#### [Stored entries]
|---|

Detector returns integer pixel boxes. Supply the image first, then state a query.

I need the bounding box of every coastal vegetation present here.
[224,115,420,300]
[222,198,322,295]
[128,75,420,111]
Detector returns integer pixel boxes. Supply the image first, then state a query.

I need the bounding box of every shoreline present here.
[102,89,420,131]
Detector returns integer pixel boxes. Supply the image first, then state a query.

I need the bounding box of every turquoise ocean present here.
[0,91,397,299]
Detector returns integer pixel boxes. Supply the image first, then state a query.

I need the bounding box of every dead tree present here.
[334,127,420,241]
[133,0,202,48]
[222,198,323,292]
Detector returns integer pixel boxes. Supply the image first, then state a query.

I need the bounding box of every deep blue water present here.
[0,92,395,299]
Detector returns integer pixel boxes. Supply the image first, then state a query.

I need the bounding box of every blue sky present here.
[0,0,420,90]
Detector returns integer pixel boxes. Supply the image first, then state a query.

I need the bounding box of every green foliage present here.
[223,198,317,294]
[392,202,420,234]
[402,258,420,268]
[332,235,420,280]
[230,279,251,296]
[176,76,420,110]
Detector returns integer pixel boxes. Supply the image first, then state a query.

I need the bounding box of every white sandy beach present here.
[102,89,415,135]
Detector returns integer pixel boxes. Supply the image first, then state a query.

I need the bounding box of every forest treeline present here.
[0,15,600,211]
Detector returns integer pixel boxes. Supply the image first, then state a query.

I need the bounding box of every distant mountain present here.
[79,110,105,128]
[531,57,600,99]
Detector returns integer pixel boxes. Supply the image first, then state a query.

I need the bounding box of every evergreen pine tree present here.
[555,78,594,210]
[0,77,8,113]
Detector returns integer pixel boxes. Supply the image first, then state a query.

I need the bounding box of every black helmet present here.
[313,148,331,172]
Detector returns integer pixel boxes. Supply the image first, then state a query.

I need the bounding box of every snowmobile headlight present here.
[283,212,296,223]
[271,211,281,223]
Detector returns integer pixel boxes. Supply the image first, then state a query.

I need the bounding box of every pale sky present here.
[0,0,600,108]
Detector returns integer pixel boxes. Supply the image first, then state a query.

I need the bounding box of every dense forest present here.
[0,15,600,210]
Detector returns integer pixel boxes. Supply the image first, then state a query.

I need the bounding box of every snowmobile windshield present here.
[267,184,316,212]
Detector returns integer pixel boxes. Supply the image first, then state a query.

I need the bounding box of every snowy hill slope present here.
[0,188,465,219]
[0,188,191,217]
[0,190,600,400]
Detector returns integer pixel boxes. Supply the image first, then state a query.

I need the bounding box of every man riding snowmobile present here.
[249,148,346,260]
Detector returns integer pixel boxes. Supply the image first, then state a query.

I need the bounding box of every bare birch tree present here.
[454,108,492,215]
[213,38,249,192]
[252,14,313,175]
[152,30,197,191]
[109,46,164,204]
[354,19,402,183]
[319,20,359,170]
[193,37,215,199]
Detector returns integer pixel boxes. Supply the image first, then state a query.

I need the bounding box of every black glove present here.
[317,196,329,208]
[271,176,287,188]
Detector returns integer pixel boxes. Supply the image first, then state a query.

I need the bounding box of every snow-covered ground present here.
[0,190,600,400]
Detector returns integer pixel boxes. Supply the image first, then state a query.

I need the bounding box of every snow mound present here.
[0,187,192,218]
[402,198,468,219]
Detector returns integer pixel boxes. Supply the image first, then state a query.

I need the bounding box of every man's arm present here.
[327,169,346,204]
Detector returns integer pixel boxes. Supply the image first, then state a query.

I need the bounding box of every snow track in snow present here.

|---|

Update all of the material above, replacing "bounding box" with "enclosing box" wherever it occurs and leaving everything else unchanged.

Detector returns integer pixel boxes. Supply the image first, then state a query.

I need the enclosing box of every coastal vegetation present here.
[224,115,420,300]
[222,198,322,295]
[128,75,420,111]
Detector returns integer pixel boxes. Supply the image first, then state a query.

I need the enclosing box of every shoreline present here.
[102,89,420,131]
Detector returns integer pixel boxes. Supply the image first, then state a query.

I need the enclosing box of every turquoise ocean present here.
[0,91,397,299]
Detector returns integer pixel boxes. Supply the image first, then state a query.

I need the enclosing box of every dead tree present here.
[334,127,420,241]
[133,0,202,48]
[222,198,323,292]
Detector returns integer pixel boxes. Supply the image first, then state a query.

I need the enclosing box of every deep blue water present here.
[0,92,395,299]
Detector returns integer pixel boxes. Supply the image first, then state a query.

I need the enclosing box of every blue sky present here.
[0,0,420,90]
Detector returns integer pixel boxes. Supply the image first, then state a query.

I need the enclosing box of every green foliage present here.
[223,198,317,294]
[392,202,420,234]
[402,258,420,268]
[332,235,420,280]
[230,279,251,296]
[176,76,420,110]
Detector returns integer pixel boxes. Supply the image first, then state a query.

I need the enclosing box of every white sandy beach present here.
[102,89,415,135]
Detector returns integer pixel boxes. Supply the image first, then state a query.

I need the enclosing box of every forest treeline present here.
[0,15,600,211]
Detector returns integer pixel boxes. Supply the image first, then state a query.

I need the enclosing box of every distant mountain present here.
[79,110,105,128]
[531,57,600,99]
Detector returns integer pixel boxes. Supply the image first, then state a query.

I need the enclosing box of every evergreen pine tree present here.
[555,78,594,210]
[0,77,8,113]
Detector returns integer pixel boxes. Supply the image first, then state a query.

I need the enclosing box of every black helmet present here.
[313,148,331,172]
Detector returns integer pixel boxes. Supply the image first, then state a query.

I need the enclosing box of every snowmobile headlight present here.
[283,212,296,223]
[271,211,281,223]
Detector returns integer pixel boxes. Supply the image first, then state a query.

I need the enclosing box of every pale sky present here.
[0,0,600,108]
Detector returns integer pixel boxes. Supply the image first, then state a query.

I need the enclosing box of every dense forest present here.
[0,15,600,210]
Detector returns integer pixel boxes. Supply the image first, then state a query.

I need the enclosing box of every snowmobile windshield present here.
[267,184,316,212]
Detector returns integer pixel boxes. Supply the image first, then state a query.

I need the enclosing box of every snowy hill slope present here.
[0,188,465,219]
[0,188,191,217]
[0,190,600,400]
Detector returns integer pixel boxes. Supply the image first, then state a query.

I need the enclosing box of every man riding snowmobile present here.
[249,148,346,260]
Detector returns integer pixel boxes. Supply the image first, then state a query.

I need the enclosing box of every bare birch tree present here.
[454,108,492,215]
[213,38,249,192]
[252,14,313,175]
[152,30,197,191]
[109,46,164,204]
[354,19,402,183]
[319,20,359,170]
[193,37,215,199]
Detector returns integer pixel boxes. Supply the image first, then state a query.

I need the enclosing box of every black glove present here.
[317,196,329,208]
[271,176,287,188]
Detector returns integer pixel boxes. Supply the image first, then state a query.

I need the enclosing box of every snow-covered ground present here.
[0,190,600,400]
Detector returns integer pixel boxes. Supply the image first, then state a query.

I need the enclosing box of every snow mound present here.
[0,187,192,218]
[402,198,468,219]
Detector returns integer pixel boxes. Supply the image first, then state a query.

I need the enclosing box of every man's arm present here.
[327,169,346,204]
Detector returns integer pixel boxes. Supply the image first, then state a query.

I need the enclosing box of every snow track in snow present here.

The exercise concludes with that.